### What this task involves
Write out word for word the part of the passage on shared reality and online movements that starts at "Without shared reality, and" and stops after "and thus, hopelessness.".

### Document segment ###

That socio-political organization depended on shared realities — shared problems to be solved. Now, it is impossible to tell the difference between playfulness and seriousness, between lies and truth. Contemporary reality is now that truth is merely that which can be best argued for, and with social media and various other platforms designed to allow as many people to speak as possible, arguing has become all anyone can do in an ideologically hostile media environment. There is no communally accepted truth, no reality, as long as people can argue on the scale at which they do now.

Reality and fantasy are inextricably intertwined after years of ideological assault on a necessarily digital battlefield.

While the Internet has provided people opportunities to connect with others on a massive, previously impossible scale — it has also inherently doomed organized efforts created to confront and solve issues. To make an impact, movements must be sustainable in the long-term. However, modern social and political movements are figuratively and literally virtual — blinking in and out of existence without making a lasting impact on anything.

Whereas efforts to solve issues were once organized at the community level, benefiting from the literal stability those communities provided, new virtual efforts have a short lifespan and quickly fall victim to ideological storms and people’s attention spans. There either is not enough time to ground movements in shared realities before people move onto the next problem, solving nothing, or the shared reality being developed is killed in the cradle by the same ideological zeitgeist threatening virtual and physical communities.

Without shared reality, and thus without agreement on what problems must be solved, people are unable to organize as they once could to compensate for individual irrelevance, leading to a general sense of powerlessness and thus, hopelessness.

Fading human forms are not only depictions of a loss of identity, but also depict people fading into the background of the world; worse than being unable to spur change, people are becoming the things being changed by those who can afford to do so.

### Listed entries ###

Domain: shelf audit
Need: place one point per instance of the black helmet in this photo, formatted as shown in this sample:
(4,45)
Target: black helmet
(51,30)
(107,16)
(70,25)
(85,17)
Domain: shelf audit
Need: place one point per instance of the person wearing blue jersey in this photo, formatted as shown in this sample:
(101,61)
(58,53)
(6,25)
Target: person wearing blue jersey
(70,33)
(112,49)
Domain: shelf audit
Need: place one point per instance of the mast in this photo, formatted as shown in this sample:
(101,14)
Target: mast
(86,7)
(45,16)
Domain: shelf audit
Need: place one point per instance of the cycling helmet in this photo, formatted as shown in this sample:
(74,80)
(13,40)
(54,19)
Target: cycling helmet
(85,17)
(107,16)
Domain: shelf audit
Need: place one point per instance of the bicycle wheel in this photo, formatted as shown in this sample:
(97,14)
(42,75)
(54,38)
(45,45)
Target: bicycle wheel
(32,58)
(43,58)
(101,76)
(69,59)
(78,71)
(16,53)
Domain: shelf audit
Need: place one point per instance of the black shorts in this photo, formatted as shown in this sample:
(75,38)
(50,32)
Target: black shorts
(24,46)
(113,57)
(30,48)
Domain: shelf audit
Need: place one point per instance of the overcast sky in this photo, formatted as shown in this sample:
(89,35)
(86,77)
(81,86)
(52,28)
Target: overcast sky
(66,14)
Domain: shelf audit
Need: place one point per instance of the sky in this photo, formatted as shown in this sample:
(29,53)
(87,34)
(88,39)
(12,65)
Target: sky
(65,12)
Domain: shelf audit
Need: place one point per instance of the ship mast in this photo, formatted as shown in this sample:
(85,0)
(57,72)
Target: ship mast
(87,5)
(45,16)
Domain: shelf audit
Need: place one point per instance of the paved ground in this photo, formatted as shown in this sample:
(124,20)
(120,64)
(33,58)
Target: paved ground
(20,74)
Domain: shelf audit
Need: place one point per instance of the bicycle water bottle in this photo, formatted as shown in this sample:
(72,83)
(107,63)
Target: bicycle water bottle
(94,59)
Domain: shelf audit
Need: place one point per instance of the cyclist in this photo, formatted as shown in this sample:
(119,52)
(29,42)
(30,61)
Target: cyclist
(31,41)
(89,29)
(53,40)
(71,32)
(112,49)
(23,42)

###

### Answer section
Without shared reality, and thus without agreement on what problems must be solved, people are unable to organize as they once could to compensate for individual irrelevance, leading to a general sense of powerlessness and thus, hopelessness.